Fragmento del documento |
Al día siguiente, pasé a saludarle y estaba de pie, pero con los pantalones bajados. No se los habrían abrochado y al incorporarse se le cayeron. Y no podía volver a ponérselos, carecía de la fuerza y la movilidad suficiente para hacerlo. No sé cuánto tiempo llevaría así, sintiendo esa humillación de la incapacidad y la dependencia. Se los subí y se los até. Le dije que ya traían la comida y que todo iba bien. Pero le veía todavía más hundido, con los ojos constantemente húmedos. Quizá se había levantado para volver a correr una maratón, para hacer otro récord memorable. Pero no pudo ni ponerse los pantalones. Cuando me hubiera gustado sacarle al jardín y echar con él unas carreras, o al menos pasear al sol. Pero eso es imposible. Los cóvid son unos apestados, literalmente. Me acuerdo de un curso que dimos de literatura en el que Rafael Reig comparaba al enfermo de La muerte de Iván Ilich, de Tolstoi, con la Metamorfosis de Kafka. Un enfermo es alguien que ha sufrido una metamorfosis y que se ha convertido de repente en cucaracha, es decir, en algo repulsivo para los demás. Yo recuerdo las grandes ideas de Reig, mientras él las olvida. Los cóvid no pueden salir. No pueden ser vistos. Nosotros los vemos pero vamos protegidos como si fuéramos a fumigar. De hecho, nos pasamos el día fumigando vietcong por todos lados. Fumigamos a Cóvid, pero como Cóvid es invisible, parece que fumigamos a los enfermos.
Y fue ayer, entonces, en que, para mi sorpresa dieron el alta a Emilio. Me lo dijo la misma auxiliar a la que había preguntado el día anterior sobre su estado y que me había dicho que si ese hombre no salía del hospital, se moría. Y la placa que le hicimos fue buena. Y la PCR dijo que Cóvid ya no habitaba en Emilio. Hicimos la segunda vuelta de la mañana, la de las comidas. Al acabar, antes de quitarme el súper EPI fui a ver a Emilio. Le encontré de nuevo alicaído. ¿Qué te ha dicho el médico? Pregunté. Que me voy a casa. Pues entonces por qué estás tan triste. Y Emilio lloraba. Me agaché ante el pequeño corredor. Le puse la mano en el hombro y le dije que él era un campeón y que había vencido a Cóvid. Emilio lloraba. No sé si de pena o de agradecimiento o de puro amor a la vida y a los encuentros con astronautas como yo. Marcianos que te ponen la mano en el hombro y que te dicen: “Me alegro de corazón, Emilio. Vas a volver a correr, ya verás, te vas a comer el mundo”.
Y al salir de la habitación, al haberme despedido del pequeño hombre entusiasta, del pequeño hombre tristísimo, era yo quien lloraba. Me eché una carrera por el pasillo vacío. Como llevaba las gafas y la pantalla puesta, y las dos mascarillas, quién iba a saber que el corredor loco del hospital lloraba y corría al mismo tiempo.

Qué hacer |
#1 Según el fragmento, ¿qué indicó la PCR de Emilio?
#2 Reproduce literalmente el pasaje del fragmento que empieza en las palabras "Y al salir de" y termina después de "al mismo tiempo.", por favor.
Responde basándote solo en el fragmento.

Entradas de datos guardados |
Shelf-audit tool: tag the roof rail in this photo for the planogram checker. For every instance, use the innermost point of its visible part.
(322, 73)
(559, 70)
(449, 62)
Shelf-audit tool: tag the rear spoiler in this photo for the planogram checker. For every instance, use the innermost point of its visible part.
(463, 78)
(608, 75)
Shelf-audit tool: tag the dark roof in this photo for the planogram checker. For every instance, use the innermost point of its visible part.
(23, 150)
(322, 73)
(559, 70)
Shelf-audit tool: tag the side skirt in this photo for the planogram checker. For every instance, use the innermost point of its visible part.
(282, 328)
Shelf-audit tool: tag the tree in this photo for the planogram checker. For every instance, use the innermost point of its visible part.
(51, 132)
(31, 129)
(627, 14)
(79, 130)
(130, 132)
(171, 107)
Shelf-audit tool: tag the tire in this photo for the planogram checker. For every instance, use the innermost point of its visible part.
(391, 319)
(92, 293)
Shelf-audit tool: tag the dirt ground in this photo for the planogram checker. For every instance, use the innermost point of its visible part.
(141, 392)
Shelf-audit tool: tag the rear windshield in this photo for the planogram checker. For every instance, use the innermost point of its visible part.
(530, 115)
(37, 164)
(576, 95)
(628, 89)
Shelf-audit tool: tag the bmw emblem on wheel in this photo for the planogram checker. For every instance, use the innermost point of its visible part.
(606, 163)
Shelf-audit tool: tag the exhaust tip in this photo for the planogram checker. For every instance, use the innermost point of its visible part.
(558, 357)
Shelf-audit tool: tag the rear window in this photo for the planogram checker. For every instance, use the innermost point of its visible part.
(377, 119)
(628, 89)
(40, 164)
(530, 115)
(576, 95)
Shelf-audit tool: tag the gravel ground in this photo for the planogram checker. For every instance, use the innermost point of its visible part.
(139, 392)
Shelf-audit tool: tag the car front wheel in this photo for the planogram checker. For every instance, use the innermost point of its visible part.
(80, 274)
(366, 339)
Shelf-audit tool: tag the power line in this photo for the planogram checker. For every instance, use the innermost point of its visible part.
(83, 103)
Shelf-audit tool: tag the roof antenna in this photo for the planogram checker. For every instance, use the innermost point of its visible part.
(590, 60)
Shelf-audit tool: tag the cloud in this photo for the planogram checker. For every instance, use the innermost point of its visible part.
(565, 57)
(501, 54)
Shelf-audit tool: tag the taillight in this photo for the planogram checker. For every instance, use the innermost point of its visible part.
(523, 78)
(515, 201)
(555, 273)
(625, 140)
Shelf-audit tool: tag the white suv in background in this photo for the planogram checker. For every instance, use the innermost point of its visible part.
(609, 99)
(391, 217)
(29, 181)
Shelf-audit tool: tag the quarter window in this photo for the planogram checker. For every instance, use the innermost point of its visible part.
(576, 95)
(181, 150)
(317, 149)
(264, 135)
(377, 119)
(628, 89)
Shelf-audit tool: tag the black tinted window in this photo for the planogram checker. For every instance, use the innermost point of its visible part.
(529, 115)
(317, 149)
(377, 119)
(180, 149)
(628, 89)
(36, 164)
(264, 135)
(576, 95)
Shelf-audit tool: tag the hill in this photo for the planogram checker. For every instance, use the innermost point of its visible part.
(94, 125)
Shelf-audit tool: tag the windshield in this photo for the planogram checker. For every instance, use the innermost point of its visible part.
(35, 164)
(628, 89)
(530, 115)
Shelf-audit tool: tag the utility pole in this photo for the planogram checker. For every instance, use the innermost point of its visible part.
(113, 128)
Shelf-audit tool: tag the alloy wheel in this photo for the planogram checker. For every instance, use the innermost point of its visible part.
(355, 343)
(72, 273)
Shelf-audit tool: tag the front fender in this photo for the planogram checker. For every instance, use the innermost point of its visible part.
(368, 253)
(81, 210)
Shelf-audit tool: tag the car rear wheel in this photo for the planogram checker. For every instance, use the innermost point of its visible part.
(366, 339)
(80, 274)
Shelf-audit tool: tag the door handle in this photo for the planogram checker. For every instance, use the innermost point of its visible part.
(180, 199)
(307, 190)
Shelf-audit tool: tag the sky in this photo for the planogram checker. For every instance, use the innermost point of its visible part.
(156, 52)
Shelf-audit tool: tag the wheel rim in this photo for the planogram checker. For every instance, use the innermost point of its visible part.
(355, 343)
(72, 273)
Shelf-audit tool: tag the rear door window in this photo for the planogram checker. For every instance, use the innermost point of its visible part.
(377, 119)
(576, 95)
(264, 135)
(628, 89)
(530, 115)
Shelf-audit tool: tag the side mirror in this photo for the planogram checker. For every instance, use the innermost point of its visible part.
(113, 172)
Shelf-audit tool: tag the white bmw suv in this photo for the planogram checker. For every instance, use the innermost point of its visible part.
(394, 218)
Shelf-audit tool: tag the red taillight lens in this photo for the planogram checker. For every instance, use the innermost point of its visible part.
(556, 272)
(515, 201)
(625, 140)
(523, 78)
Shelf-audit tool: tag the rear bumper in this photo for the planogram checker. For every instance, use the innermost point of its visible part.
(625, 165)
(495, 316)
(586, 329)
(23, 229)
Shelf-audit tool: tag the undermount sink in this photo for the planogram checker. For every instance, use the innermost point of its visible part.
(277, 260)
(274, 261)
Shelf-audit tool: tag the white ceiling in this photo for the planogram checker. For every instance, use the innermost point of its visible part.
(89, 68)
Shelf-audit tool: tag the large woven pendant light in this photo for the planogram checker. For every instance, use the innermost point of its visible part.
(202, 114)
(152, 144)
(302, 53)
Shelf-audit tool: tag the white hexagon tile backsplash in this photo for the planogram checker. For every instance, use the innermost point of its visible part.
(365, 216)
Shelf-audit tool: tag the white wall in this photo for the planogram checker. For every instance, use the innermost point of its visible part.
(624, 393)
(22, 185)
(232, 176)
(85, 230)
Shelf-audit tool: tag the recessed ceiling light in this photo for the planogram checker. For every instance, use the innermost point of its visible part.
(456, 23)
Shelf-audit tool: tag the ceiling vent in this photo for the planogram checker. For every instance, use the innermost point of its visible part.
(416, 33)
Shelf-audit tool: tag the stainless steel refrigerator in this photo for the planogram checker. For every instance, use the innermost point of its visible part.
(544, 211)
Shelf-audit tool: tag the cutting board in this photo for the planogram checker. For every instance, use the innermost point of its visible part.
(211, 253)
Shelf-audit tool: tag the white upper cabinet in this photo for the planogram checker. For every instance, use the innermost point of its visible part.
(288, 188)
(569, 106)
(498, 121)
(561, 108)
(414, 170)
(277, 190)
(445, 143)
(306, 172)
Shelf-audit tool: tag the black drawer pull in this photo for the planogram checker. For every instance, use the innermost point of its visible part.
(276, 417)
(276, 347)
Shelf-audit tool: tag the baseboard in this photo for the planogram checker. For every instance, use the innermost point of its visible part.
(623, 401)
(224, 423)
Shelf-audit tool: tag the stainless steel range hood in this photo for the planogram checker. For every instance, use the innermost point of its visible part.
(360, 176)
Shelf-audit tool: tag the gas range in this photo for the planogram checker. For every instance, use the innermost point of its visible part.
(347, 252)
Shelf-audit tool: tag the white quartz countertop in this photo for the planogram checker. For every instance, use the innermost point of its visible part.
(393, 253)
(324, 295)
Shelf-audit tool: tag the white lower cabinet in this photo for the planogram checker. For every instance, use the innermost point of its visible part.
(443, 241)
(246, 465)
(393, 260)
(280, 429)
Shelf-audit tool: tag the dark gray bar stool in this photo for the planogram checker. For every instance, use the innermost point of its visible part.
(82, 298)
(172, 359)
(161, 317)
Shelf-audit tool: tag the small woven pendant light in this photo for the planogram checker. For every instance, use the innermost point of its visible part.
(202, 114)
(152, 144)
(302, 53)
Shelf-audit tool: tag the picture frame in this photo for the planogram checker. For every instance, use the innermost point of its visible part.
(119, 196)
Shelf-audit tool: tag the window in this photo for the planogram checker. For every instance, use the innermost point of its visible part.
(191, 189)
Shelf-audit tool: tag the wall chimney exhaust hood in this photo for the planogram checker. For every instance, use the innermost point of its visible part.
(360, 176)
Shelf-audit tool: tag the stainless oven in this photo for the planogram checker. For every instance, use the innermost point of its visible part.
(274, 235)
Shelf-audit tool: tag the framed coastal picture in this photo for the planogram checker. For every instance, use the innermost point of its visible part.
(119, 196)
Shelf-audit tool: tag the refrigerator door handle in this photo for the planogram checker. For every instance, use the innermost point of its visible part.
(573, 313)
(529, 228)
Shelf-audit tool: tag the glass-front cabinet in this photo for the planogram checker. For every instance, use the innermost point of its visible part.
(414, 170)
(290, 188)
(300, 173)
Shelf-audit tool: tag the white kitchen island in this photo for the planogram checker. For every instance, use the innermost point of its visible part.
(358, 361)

Resultados en orden |
#1 Que Cóvid ya no habitaba en Emilio.

#2
Y al salir de la habitación, al haberme despedido del pequeño hombre entusiasta, del pequeño hombre tristísimo, era yo quien lloraba. Me eché una carrera por el pasillo vacío. Como llevaba las gafas y la pantalla puesta, y las dos mascarillas, quién iba a saber que el corredor loco del hospital lloraba y corría al mismo tiempo.